━━━ Recorded information

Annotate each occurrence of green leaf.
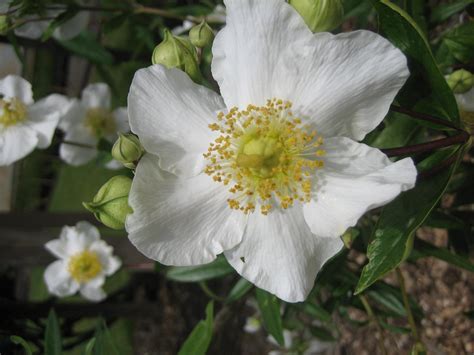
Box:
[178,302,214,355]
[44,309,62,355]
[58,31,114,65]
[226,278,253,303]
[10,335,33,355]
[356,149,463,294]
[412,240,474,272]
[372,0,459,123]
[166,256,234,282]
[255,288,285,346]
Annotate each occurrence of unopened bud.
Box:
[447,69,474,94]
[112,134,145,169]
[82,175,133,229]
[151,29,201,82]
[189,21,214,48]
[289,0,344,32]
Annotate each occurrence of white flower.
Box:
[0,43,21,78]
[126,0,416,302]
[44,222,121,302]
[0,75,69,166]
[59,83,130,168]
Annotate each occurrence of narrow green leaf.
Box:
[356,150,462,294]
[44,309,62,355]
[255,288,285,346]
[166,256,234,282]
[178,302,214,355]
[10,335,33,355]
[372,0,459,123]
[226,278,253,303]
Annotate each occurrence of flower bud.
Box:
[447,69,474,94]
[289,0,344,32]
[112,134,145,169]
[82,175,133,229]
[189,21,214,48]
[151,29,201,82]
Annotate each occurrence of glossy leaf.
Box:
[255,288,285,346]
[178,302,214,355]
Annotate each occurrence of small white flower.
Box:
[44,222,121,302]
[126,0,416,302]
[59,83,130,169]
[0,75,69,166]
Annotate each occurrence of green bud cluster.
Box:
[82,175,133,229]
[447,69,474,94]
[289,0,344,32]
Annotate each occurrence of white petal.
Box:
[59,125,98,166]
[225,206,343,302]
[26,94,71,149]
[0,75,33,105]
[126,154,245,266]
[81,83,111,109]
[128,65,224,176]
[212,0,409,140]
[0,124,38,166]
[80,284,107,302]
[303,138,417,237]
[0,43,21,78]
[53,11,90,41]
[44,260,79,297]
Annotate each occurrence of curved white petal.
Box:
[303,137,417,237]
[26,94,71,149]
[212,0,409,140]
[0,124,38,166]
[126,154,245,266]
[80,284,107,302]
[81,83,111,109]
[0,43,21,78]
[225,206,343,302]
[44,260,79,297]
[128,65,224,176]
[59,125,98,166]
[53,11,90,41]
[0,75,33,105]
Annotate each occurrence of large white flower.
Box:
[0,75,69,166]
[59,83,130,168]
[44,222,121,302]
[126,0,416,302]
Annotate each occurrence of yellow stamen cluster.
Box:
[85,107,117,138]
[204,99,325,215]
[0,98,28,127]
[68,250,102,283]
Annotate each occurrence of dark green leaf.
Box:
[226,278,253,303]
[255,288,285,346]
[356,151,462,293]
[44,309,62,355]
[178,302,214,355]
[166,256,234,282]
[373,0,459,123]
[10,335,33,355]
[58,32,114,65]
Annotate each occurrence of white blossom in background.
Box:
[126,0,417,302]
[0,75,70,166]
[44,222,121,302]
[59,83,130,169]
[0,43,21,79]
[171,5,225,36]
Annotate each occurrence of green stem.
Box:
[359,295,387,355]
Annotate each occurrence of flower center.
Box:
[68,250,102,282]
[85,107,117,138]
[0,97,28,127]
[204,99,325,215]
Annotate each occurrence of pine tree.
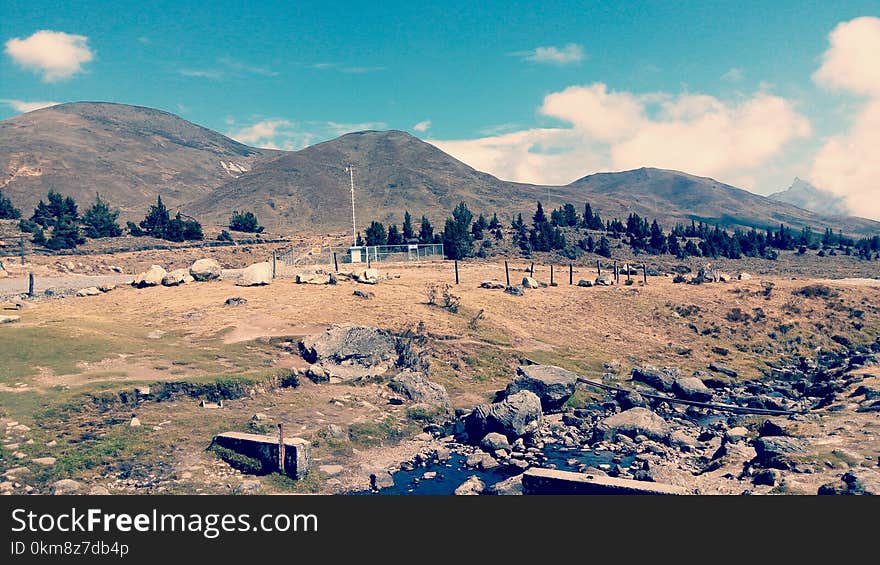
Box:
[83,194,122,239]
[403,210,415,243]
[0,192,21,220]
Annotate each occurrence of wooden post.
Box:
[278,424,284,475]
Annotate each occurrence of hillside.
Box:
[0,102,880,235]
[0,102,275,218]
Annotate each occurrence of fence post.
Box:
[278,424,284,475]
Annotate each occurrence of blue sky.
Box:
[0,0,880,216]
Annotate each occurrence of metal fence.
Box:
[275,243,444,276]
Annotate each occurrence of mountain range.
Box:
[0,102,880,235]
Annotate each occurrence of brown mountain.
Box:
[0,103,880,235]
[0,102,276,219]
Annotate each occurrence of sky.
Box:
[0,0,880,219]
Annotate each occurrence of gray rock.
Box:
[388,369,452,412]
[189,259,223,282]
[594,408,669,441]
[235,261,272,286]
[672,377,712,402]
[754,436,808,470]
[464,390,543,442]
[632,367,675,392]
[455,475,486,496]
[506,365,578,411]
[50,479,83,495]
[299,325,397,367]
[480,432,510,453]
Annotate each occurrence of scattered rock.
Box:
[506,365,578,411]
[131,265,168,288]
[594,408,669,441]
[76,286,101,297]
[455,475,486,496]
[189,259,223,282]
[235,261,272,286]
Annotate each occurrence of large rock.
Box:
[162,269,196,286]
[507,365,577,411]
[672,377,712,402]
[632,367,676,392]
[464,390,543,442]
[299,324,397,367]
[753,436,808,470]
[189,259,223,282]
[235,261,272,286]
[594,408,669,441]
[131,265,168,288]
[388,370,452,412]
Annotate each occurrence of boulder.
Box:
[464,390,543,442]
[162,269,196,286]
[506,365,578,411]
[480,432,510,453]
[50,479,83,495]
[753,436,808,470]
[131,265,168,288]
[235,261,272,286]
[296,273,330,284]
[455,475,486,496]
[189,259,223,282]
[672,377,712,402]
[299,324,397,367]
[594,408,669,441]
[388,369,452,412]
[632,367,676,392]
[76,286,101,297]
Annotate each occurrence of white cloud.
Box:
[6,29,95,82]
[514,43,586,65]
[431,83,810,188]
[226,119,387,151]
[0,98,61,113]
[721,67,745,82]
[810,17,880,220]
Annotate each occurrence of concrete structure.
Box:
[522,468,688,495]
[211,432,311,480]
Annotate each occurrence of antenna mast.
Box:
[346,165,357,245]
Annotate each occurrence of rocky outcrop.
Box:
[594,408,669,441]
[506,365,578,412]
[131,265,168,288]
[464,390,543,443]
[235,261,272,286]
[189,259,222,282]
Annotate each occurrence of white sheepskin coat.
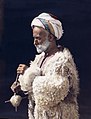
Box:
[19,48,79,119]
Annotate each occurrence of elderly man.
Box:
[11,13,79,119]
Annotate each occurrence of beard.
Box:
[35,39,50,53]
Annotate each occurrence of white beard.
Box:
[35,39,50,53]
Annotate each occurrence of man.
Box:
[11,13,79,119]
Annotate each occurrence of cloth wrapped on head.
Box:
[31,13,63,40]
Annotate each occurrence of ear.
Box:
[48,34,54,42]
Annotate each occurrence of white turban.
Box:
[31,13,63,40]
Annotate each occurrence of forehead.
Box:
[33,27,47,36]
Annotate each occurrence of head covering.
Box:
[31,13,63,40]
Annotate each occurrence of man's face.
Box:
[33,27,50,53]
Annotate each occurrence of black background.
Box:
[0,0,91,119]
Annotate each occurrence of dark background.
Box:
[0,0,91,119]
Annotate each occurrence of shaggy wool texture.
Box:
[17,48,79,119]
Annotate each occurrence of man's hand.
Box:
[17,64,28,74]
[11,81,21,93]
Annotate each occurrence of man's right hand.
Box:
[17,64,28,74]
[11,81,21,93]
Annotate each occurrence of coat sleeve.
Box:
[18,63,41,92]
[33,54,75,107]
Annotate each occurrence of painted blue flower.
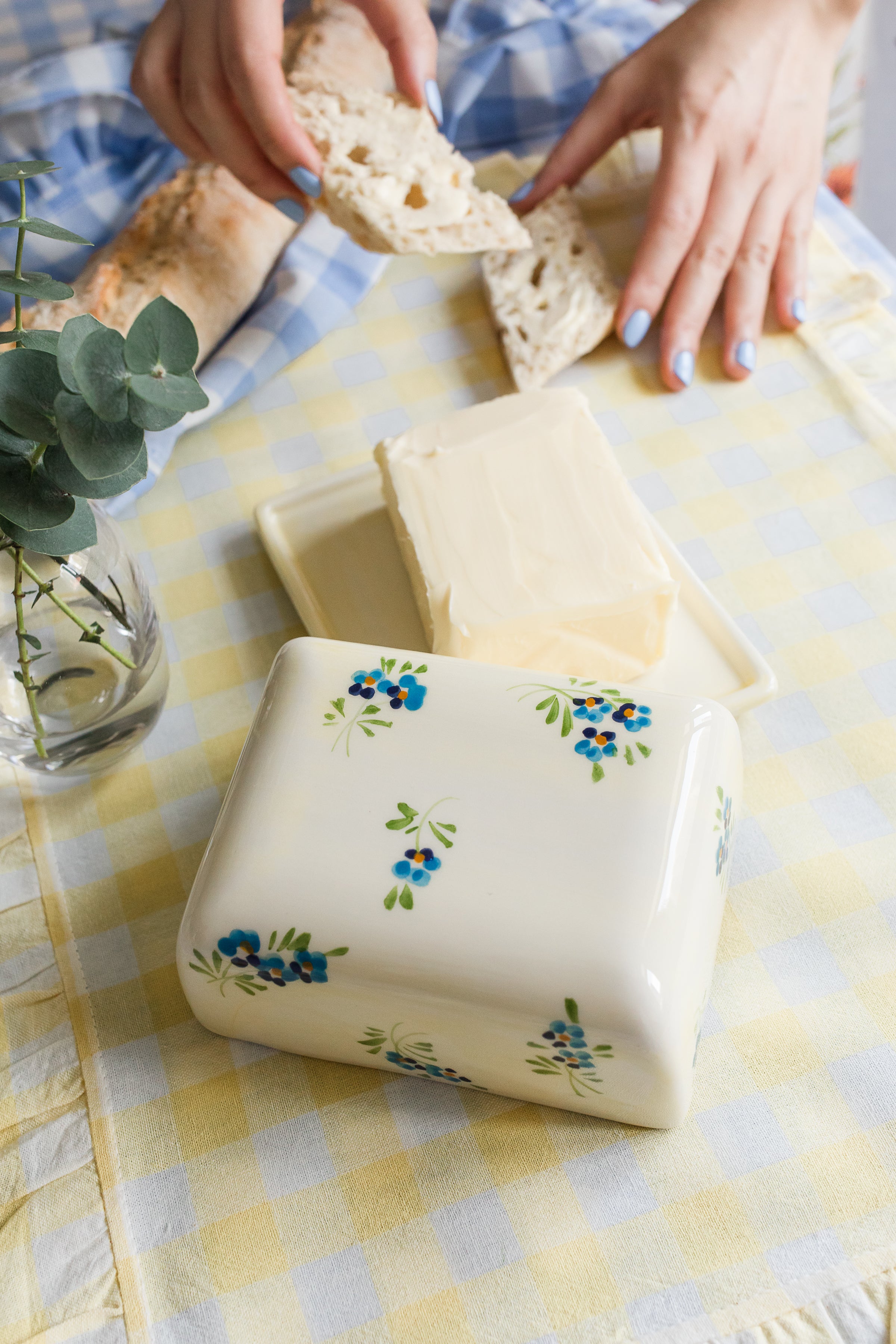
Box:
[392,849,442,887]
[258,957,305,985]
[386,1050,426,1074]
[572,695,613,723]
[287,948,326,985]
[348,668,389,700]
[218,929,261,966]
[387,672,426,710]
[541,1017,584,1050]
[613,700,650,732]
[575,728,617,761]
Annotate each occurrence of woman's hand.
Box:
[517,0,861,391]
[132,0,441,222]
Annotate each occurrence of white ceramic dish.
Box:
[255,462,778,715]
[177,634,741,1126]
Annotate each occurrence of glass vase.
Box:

━━━━━━

Task directions — Write out every line of the material above as a numbered list, skipping blank lines and leaving out the pictures.

Answer to this problem —
1. Annotate each occurrence of green leaf.
2. Box:
3. [178,302,214,355]
4. [44,309,62,355]
5. [58,31,114,65]
6. [226,278,253,303]
7. [10,335,33,355]
8. [356,149,463,294]
9. [412,240,474,272]
10. [372,0,459,123]
11. [166,256,234,282]
12. [255,288,285,346]
13. Annotate each occurrence of unopened bud.
14. Box:
15. [447,69,474,94]
16. [112,134,145,169]
17. [82,175,133,229]
18. [151,29,201,82]
19. [189,21,214,48]
20. [289,0,344,32]
21. Annotate each occurrence of white flower.
22. Box:
23. [0,43,21,78]
24. [126,0,416,302]
25. [44,222,121,302]
26. [0,75,69,166]
27. [59,83,130,168]
28. Annotate each occurrence of narrow green leaf.
29. Box:
30. [356,150,462,294]
31. [44,309,62,355]
32. [255,288,285,346]
33. [166,256,234,282]
34. [178,302,214,355]
35. [10,335,33,355]
36. [372,0,459,123]
37. [226,278,253,303]
38. Annotate each occurrence of flower bud.
39. Box:
40. [447,69,474,94]
41. [289,0,344,32]
42. [112,134,145,169]
43. [82,175,133,229]
44. [189,21,214,48]
45. [151,29,201,82]
46. Annotate each occurrence of glossy leaf.
47. Box:
48. [255,288,285,346]
49. [178,302,214,355]
50. Annotate each occurrence of small white flower.
51. Box:
52. [44,222,121,302]
53. [126,0,416,302]
54. [59,83,130,169]
55. [0,75,69,166]
56. Annotate each occurrence of green bud cluster.
57. Box:
58. [82,175,133,229]
59. [447,69,474,94]
60. [289,0,344,32]
61. Annotate each occurrence of white petal.
62. Box:
63. [59,125,98,166]
64. [225,206,343,302]
65. [26,94,71,149]
66. [0,75,33,105]
67. [126,154,245,266]
68. [81,83,111,109]
69. [128,65,224,176]
70. [212,0,409,140]
71. [0,124,38,166]
72. [80,284,107,302]
73. [303,138,417,237]
74. [0,43,21,78]
75. [53,11,90,41]
76. [44,260,79,297]
77. Annotate each occurrence of curved white petal.
78. Box:
79. [303,137,417,237]
80. [26,94,71,149]
81. [212,0,409,140]
82. [0,124,38,166]
83. [126,154,245,266]
84. [80,284,107,302]
85. [81,83,111,109]
86. [0,43,21,78]
87. [225,206,343,302]
88. [44,260,79,297]
89. [128,65,224,176]
90. [59,125,98,166]
91. [53,11,90,41]
92. [0,75,33,105]
93. Annotate each occurrence of large white flower.
94. Box:
95. [0,75,69,166]
96. [59,83,130,168]
97. [44,222,121,302]
98. [126,0,416,302]
99. Annotate each occurrence of yellow stamen cluster.
100. Box:
101. [85,107,117,138]
102. [204,99,325,215]
103. [0,98,28,127]
104. [68,250,102,283]
105. Annotate each occurrence of dark green leaf.
106. Box:
107. [226,278,253,303]
108. [255,288,285,346]
109. [356,151,462,293]
110. [44,309,62,355]
111. [178,302,214,355]
112. [166,256,234,282]
113. [373,0,459,123]
114. [10,335,33,355]
115. [58,32,114,65]
116. Annotate each occurrence of white blossom in background.
117. Box:
118. [126,0,417,302]
119. [0,75,70,166]
120. [44,222,121,302]
121. [59,83,130,169]
122. [0,43,21,79]
123. [171,5,225,36]
124. Annotate each occurrence of green stem.
125. Box:
126. [359,295,387,355]
127. Annotate each occurrence of flower center.
128. Box:
129. [68,250,102,282]
130. [85,107,117,138]
131. [0,97,28,127]
132. [204,99,325,215]
133. Annotate each occurrence of pine tree.
134. Box:
135. [83,194,122,239]
136. [403,210,415,243]
137. [0,192,21,220]
138. Annotate each occurrence of wooden post.
139. Box:
140. [278,424,284,475]
141. Annotate each occurrence of hillside.
142. Box:
143. [0,102,880,235]
144. [0,102,275,218]
145. Annotate each occurrence of fence post.
146. Box:
147. [278,424,284,475]
148. Annotate each occurrence of blue sky.
149. Box:
150. [0,0,880,216]
151. Annotate each occurrence of metal fence.
152. Box:
153. [275,243,444,276]
154. Annotate each occurrence of mountain range.
155. Box:
156. [0,102,880,235]
157. Annotate each occurrence of brown mountain.
158. Box:
159. [0,103,880,235]
160. [0,102,276,219]
161. Annotate each occurrence of sky.
162. Box:
163. [0,0,880,219]
164. Annotate each occurrence of gray rock.
165. Box:
166. [388,369,452,412]
167. [189,259,223,282]
168. [594,408,669,441]
169. [235,261,272,286]
170. [672,377,712,402]
171. [754,436,808,470]
172. [464,390,543,442]
173. [632,367,675,392]
174. [455,475,486,496]
175. [506,365,578,411]
176. [50,479,83,495]
177. [299,325,397,367]
178. [480,432,510,453]
179. Annotate each occurrence of scattered rock.
180. Box:
181. [506,365,578,411]
182. [131,265,168,288]
183. [594,408,669,441]
184. [76,286,101,297]
185. [455,475,486,496]
186. [189,259,223,282]
187. [235,261,272,286]
188. Annotate each occurrence of large rock.
189. Box:
190. [162,269,196,286]
191. [507,365,577,411]
192. [672,377,712,402]
193. [632,367,676,392]
194. [464,390,543,442]
195. [299,324,397,367]
196. [753,436,808,470]
197. [189,259,223,282]
198. [235,261,272,286]
199. [594,408,669,441]
200. [131,265,168,288]
201. [388,370,452,412]
202. Annotate each occurrence of boulder.
203. Box:
204. [464,390,543,442]
205. [162,269,196,286]
206. [506,365,578,411]
207. [480,432,510,453]
208. [50,479,83,495]
209. [753,436,808,470]
210. [131,265,168,288]
211. [235,261,272,286]
212. [296,273,330,284]
213. [455,475,486,496]
214. [189,259,223,282]
215. [672,377,712,402]
216. [299,324,397,367]
217. [594,408,669,441]
218. [388,369,452,412]
219. [632,367,676,392]
220. [76,286,101,297]
221. Annotate each occurrence of white cloud.
222. Box:
223. [6,29,95,82]
224. [514,43,586,65]
225. [431,83,810,188]
226. [226,119,387,151]
227. [0,98,61,113]
228. [721,67,745,82]
229. [810,17,880,220]
230. Annotate each occurrence of concrete structure.
231. Box:
232. [522,468,688,495]
233. [211,432,311,480]
234. Annotate each occurrence of antenna mast.
235. Box:
236. [346,165,357,245]
237. Annotate each occurrence of rocky outcrop.
238. Box:
239. [594,408,669,441]
240. [506,365,578,412]
241. [131,265,168,288]
242. [464,390,543,443]
243. [235,261,272,286]
244. [189,259,222,282]
245. Annotate each occurrence of white sheepskin coat.
246. Box:
247. [19,48,79,119]
248. Annotate each occurrence of elderly man.
249. Box:
250. [11,13,79,119]
251. Annotate each occurrence of beard.
252. Box:
253. [35,39,50,53]
254. Annotate each occurrence of white beard.
255. Box:
256. [35,39,50,53]
257. Annotate each occurrence of man.
258. Box:
259. [11,13,79,119]
260. Annotate each occurrence of cloth wrapped on head.
261. Box:
262. [31,13,63,40]
263. Annotate each occurrence of ear.
264. Box:
265. [48,34,54,42]
266. Annotate each occurrence of white turban.
267. Box:
268. [31,13,63,40]
269. Annotate each occurrence of forehead.
270. Box:
271. [33,27,47,36]
272. Annotate each occurrence of head covering.
273. Box:
274. [31,13,63,40]
275. Annotate each occurrence of man's face.
276. Box:
277. [33,27,50,53]
278. Annotate each occurrence of black background.
279. Box:
280. [0,0,91,119]
281. Annotate each occurrence of dark background.
282. Box:
283. [0,0,91,119]
284. Annotate each occurrence of shaggy wool texture.
285. Box:
286. [17,48,79,119]
287. Annotate each occurrence of man's hand.
288. Box:
289. [17,64,28,74]
290. [11,81,21,93]
291. Annotate each occurrence of man's right hand.
292. Box:
293. [17,64,28,74]
294. [11,81,21,93]
295. Annotate each occurrence of coat sleeve.
296. Box:
297. [18,63,41,92]
298. [33,54,75,107]
299. Annotate each occurrence of painted blue flower.
300. Box:
301. [392,849,442,887]
302. [258,957,305,985]
303. [386,1050,426,1074]
304. [572,695,613,723]
305. [287,948,326,985]
306. [348,668,389,700]
307. [218,929,261,966]
308. [387,672,426,710]
309. [541,1017,584,1050]
310. [613,700,650,732]
311. [575,728,617,761]
312. Annotate each occurrence of woman's hand.
313. Box:
314. [517,0,861,391]
315. [132,0,441,222]
316. Annotate each occurrence of white ceramic dish.
317. Box:
318. [255,462,778,715]
319. [177,634,741,1126]
320. Annotate each occurrence of glass vase.
321. Box:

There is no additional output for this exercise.